▶ **Documento di partenza**:
++++
Incuneato fra il cimitero civile del paese e lo svincolo dell’autostrada Savona-Torino, il cimitero militare di Altare è in effetti un sepolcreto di ragazzi: circa 1500 candide croci di marmo, dove le date di nascita vanno per lo più dal 1923 al 1925. Sull’autostrada i Tir fanno tremare i piloni del viadotto senza che i merli e le lucertole del cimitero ne siano minimamente disturbati. Non zittisce gli uccelli neppure il ronzare del tosaerba con cui un uomo sistema il prato in vista della cerimonia del 25 aprile, quando come ogni anno, i reduci dell’Associazione Divisione di Fanteria Marina San Marco verranno a celebrare la messa nel giorno dell’apostolo loro protettore e suoneranno il silenzio fuori ordinanza e il sindaco di Altare, come ogni anno, manderà magnanimamente una corona per i «fascisti» della San Marco. Ogni anno qualcuno manca alla cerimonia e viene ricordato dai superstiti insieme ai commilitoni caduti.
++++
Voci di dati memorizzate
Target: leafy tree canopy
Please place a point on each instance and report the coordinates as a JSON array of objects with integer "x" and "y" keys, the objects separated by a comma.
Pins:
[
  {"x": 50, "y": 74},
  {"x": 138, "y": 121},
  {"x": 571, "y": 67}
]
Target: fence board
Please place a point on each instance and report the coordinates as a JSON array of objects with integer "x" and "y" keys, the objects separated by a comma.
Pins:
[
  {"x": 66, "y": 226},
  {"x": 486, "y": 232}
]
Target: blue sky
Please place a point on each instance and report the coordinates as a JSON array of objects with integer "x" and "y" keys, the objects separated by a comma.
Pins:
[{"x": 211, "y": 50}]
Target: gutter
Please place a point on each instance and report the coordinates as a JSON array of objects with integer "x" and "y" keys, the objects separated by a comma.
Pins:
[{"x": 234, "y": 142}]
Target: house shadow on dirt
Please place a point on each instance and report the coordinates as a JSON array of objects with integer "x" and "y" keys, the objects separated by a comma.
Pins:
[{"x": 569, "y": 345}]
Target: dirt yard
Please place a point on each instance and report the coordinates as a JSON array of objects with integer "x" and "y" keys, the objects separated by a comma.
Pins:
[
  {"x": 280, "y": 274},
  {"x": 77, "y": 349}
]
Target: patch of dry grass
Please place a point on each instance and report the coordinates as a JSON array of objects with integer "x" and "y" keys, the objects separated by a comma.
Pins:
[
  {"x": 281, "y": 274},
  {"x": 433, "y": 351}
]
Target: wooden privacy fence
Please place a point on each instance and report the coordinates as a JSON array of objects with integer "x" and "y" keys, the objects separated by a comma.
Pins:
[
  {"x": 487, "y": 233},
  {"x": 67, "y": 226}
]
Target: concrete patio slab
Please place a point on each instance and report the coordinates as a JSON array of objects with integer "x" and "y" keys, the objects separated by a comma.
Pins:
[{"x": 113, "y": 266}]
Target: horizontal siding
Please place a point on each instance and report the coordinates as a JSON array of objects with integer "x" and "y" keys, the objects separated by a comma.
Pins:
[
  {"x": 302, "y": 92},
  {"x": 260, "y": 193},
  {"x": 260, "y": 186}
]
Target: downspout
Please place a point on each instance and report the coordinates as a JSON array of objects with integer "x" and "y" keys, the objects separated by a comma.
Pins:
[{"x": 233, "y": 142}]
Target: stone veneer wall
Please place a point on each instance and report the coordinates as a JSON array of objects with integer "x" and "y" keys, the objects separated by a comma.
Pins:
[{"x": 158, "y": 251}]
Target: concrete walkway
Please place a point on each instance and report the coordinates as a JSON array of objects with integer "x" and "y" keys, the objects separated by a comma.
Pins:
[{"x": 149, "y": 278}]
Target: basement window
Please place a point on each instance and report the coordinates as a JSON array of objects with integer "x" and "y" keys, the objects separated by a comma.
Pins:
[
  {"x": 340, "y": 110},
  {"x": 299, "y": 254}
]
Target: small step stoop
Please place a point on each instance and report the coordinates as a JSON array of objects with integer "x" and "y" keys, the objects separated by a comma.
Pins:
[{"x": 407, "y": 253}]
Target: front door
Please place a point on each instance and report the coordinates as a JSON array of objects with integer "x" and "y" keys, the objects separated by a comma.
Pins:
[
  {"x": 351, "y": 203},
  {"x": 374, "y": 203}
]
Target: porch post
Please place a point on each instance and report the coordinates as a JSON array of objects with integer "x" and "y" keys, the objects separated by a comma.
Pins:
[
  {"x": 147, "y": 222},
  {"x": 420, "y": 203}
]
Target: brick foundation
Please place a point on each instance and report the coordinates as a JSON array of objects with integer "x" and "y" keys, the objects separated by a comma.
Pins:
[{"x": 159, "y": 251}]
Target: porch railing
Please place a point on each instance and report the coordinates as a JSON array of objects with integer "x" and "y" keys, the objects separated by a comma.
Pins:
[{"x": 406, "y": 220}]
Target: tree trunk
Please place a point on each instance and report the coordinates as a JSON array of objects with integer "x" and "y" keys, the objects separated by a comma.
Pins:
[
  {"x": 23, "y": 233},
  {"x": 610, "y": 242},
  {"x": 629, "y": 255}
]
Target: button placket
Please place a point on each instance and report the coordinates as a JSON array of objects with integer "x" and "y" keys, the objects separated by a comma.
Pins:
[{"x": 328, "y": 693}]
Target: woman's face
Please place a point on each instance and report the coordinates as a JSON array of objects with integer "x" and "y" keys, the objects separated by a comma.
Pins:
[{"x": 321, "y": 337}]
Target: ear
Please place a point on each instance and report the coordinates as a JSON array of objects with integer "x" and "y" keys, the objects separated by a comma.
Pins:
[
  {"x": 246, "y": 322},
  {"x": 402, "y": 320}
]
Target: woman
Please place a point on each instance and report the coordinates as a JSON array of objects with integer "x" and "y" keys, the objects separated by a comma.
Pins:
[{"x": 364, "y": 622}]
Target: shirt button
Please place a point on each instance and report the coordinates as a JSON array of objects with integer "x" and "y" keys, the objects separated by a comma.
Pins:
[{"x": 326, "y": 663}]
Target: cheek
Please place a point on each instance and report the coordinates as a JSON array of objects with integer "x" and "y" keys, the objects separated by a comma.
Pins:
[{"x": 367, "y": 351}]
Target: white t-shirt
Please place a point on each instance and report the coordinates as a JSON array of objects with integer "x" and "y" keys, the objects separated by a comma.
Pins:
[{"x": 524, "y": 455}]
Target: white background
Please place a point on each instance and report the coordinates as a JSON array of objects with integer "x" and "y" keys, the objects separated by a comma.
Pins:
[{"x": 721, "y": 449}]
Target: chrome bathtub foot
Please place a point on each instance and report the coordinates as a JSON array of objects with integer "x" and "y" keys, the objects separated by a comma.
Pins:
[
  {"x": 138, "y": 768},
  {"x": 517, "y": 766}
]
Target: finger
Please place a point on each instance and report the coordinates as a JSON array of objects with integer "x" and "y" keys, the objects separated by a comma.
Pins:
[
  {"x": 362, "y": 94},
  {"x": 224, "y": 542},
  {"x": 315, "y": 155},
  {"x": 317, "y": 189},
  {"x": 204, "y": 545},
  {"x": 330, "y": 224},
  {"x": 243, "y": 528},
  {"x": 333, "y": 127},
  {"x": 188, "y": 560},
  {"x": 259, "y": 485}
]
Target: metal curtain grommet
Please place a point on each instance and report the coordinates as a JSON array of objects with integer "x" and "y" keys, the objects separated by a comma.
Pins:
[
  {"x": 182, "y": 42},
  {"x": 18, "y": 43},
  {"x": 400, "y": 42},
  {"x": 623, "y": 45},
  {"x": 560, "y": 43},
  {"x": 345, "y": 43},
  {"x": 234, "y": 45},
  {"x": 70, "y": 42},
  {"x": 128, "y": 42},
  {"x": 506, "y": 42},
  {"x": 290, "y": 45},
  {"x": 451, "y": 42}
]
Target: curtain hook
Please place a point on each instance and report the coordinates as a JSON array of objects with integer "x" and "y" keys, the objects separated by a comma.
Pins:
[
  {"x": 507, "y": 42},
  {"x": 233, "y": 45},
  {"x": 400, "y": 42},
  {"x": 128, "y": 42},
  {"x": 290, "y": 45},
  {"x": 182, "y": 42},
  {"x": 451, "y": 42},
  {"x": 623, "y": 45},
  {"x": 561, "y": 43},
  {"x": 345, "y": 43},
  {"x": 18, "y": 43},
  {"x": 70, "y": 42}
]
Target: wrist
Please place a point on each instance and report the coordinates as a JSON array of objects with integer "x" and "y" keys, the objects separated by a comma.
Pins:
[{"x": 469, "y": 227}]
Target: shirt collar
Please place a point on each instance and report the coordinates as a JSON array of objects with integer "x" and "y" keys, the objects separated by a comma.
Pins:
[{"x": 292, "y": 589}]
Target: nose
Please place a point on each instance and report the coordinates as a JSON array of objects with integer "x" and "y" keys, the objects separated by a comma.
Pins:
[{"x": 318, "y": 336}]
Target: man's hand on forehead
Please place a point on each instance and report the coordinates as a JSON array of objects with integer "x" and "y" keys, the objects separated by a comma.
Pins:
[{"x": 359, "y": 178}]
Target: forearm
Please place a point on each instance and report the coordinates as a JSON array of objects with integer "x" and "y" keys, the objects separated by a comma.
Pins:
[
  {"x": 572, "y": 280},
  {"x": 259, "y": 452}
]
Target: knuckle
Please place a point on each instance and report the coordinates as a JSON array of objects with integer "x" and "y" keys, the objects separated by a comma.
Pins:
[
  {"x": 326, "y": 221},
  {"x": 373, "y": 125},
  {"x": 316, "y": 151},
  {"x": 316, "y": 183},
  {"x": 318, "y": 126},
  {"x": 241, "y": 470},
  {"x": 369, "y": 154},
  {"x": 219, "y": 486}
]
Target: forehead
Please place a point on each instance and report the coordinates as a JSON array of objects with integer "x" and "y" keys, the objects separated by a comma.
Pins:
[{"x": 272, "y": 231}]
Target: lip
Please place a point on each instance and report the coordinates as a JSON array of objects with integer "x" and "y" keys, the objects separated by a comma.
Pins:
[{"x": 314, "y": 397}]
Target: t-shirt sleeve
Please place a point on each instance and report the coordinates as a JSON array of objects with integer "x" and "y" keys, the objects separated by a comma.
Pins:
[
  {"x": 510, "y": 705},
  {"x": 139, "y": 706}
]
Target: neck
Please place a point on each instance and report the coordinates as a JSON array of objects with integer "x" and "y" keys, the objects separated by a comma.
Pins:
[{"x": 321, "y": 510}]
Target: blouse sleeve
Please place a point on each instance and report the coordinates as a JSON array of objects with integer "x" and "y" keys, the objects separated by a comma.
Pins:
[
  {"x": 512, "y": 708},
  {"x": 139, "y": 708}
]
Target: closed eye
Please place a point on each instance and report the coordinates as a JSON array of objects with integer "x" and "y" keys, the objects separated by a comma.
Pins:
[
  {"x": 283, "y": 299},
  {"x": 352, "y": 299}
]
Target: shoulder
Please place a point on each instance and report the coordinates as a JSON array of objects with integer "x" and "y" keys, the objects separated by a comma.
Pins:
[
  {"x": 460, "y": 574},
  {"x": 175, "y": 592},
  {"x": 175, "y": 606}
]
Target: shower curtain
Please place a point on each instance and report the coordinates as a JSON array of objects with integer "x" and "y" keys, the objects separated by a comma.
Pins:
++++
▶ **Da fare**:
Prosegui il testo sul cimitero militare di Altare, riprendendo subito dopo la sua ultima frase. I record non hanno alcun ruolo in questo lavoro.

▶ **Risposta**:
C’è qualcosa che distingue questo cimitero dagli altri cimiteri militari sparsi nella penisola ed è il fatto che le Croci Bianche non sarebbero dovute esistere e i fanti della San Marco caduti in combattimento o negli agguati partigiani avrebbero dovuto giacere, chissà per quanto tempo, in fosse comuni, se non fosse stato per il generale Amilcare Farina, un bresciano d’acciaio, militare fino alle midolla, uno per il quale «i soldati venivano prima della sua stessa famiglia», come ricorda ancora oggi la figlia Giulia. Combattente nella prima guerra mondiale e nella guerra di Spagna, pluridecorato, il generale Farina assunse il comando della Divisione San Marco, rientrata dall’addestramento in Germania e di stanza in Liguria tra Savona e Imperia, il 5 settembre 1944. La situazione volgeva al peggio e il morale della truppa era basso. Ne troviamo traccia nel diario del generale che si domanda se riuscirà a rincuorare i marò, «prigionieri di una incomprensione dolorosa». Ma è soprattutto un episodio a colpire Farina: la sepoltura di un soldato tedesco, calato in una fossa anonima, in terreno sconsacrato «dove un tempo si seppellivano eretici, esecutati e scomunicati». Farina è sdegnato: per un militare di carriera e di tradizione familiare come lui, il fatto che a un caduto non venga tributato l’onore dovuto è inconcepibile ma i suoi appelli al parroco e al podestà di Altare cadono nel vuoto. Con tutti i civili che la guerra miete, gli rispondono, nel cimitero non c’è più posto neanche per quelli del paese.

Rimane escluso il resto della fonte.